ASSIGNED TASK
Please show all lines of the records that include "tail".
--- MATERIAL PROVIDED Enclosed Below ---
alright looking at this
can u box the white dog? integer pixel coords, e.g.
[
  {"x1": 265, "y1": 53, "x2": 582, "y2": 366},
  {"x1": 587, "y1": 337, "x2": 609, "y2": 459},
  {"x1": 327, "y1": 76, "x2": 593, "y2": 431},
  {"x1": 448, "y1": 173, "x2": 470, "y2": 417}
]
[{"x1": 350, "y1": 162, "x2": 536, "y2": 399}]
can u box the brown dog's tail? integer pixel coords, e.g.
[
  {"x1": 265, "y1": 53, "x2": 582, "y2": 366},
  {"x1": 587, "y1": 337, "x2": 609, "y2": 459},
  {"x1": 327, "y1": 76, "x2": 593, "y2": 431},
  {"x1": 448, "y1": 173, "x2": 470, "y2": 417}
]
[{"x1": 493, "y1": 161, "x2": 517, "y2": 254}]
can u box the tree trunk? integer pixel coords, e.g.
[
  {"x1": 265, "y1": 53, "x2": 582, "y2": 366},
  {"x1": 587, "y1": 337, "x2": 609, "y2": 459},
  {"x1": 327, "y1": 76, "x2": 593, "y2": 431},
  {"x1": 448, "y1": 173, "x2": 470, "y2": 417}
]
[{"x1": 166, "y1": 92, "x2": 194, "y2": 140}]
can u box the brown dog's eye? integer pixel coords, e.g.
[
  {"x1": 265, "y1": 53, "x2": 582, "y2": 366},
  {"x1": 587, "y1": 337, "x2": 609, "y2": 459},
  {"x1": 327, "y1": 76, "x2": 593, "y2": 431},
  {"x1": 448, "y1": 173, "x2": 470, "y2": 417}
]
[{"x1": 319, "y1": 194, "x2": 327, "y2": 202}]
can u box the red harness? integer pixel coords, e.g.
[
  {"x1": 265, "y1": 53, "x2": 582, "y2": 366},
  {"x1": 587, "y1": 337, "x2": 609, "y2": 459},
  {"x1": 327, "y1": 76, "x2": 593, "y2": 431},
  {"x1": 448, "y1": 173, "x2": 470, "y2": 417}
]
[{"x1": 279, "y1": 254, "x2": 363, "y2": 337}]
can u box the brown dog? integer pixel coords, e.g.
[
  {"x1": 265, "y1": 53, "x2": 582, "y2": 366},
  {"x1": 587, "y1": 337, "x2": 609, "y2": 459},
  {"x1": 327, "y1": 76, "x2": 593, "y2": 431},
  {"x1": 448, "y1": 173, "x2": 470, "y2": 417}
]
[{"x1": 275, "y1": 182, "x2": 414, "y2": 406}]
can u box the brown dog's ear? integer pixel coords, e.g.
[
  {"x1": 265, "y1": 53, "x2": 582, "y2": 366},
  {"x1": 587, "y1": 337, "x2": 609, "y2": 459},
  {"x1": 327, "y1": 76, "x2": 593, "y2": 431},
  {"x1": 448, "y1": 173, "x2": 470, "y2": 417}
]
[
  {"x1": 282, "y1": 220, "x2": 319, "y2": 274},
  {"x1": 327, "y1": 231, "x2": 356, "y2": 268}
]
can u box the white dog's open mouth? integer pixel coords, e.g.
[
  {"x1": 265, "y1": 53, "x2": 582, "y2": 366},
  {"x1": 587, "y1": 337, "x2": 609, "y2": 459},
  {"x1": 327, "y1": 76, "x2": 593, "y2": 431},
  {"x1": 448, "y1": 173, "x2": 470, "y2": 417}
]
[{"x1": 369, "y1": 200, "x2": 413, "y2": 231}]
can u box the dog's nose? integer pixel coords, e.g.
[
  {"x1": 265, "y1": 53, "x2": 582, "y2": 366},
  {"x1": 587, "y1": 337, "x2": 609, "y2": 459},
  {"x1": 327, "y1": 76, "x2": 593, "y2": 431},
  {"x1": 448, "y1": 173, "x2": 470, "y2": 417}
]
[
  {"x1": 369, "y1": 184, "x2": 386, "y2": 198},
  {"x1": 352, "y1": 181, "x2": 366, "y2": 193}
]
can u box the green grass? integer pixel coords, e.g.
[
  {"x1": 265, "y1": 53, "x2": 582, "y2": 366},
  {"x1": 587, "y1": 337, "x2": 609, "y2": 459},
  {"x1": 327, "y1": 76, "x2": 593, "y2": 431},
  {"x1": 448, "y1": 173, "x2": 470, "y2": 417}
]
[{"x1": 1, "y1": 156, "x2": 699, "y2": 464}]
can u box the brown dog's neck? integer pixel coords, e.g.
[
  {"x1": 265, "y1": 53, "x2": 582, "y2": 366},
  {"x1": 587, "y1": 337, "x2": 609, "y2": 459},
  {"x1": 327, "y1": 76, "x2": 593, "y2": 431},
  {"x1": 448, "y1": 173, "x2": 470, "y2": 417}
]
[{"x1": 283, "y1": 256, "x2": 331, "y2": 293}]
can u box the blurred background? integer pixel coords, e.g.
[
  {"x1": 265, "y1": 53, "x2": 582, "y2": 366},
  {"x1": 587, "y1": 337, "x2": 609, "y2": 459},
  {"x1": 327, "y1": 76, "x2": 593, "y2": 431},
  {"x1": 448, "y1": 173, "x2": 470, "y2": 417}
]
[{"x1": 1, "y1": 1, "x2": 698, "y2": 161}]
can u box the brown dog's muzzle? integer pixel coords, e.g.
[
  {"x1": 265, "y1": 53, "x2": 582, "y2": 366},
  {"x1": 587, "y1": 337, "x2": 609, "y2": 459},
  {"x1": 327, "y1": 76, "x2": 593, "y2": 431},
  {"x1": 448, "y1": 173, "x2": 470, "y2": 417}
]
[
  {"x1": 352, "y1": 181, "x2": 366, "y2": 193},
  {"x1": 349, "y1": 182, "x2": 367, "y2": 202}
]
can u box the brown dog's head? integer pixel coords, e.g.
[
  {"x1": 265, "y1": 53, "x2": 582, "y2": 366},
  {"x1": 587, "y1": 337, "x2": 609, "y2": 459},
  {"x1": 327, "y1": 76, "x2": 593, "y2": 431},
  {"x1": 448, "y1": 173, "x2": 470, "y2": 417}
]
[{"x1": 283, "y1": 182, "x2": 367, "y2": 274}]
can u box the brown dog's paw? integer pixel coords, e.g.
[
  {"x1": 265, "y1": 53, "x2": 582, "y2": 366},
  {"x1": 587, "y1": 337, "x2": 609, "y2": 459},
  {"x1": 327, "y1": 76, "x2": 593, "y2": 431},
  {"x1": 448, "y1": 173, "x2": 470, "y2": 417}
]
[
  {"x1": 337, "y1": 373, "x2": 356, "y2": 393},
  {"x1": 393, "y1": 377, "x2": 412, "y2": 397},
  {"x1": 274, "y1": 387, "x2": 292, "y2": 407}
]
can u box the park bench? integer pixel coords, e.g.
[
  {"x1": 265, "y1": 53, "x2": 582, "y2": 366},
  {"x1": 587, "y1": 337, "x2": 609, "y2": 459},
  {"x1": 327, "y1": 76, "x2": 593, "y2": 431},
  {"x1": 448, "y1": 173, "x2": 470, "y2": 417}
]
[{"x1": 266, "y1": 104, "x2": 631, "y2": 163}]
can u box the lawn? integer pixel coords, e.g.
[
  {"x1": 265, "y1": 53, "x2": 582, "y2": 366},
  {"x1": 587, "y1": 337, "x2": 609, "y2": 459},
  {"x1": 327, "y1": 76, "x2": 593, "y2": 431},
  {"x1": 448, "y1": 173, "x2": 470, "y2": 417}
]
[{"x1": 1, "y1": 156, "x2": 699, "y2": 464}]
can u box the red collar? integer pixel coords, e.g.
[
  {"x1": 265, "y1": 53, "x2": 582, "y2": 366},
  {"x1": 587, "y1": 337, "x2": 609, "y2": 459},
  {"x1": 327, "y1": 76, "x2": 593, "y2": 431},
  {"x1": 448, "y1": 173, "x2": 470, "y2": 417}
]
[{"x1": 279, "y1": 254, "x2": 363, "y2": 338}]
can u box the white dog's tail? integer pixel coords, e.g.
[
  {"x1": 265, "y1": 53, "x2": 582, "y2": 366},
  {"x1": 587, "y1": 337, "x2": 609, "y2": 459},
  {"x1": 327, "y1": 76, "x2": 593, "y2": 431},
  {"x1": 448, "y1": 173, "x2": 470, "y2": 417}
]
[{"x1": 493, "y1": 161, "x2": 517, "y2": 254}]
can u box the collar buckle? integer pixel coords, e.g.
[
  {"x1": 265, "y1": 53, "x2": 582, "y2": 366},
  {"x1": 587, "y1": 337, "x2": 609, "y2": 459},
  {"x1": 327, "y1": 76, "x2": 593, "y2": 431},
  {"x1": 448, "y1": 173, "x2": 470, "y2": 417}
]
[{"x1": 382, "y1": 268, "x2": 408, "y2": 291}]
--- End of Enclosed MATERIAL PROVIDED ---
ANSWER SPACE
can u box the brown dog's tail? integer pixel coords, e.g.
can u box the white dog's tail? integer pixel coords, e.g.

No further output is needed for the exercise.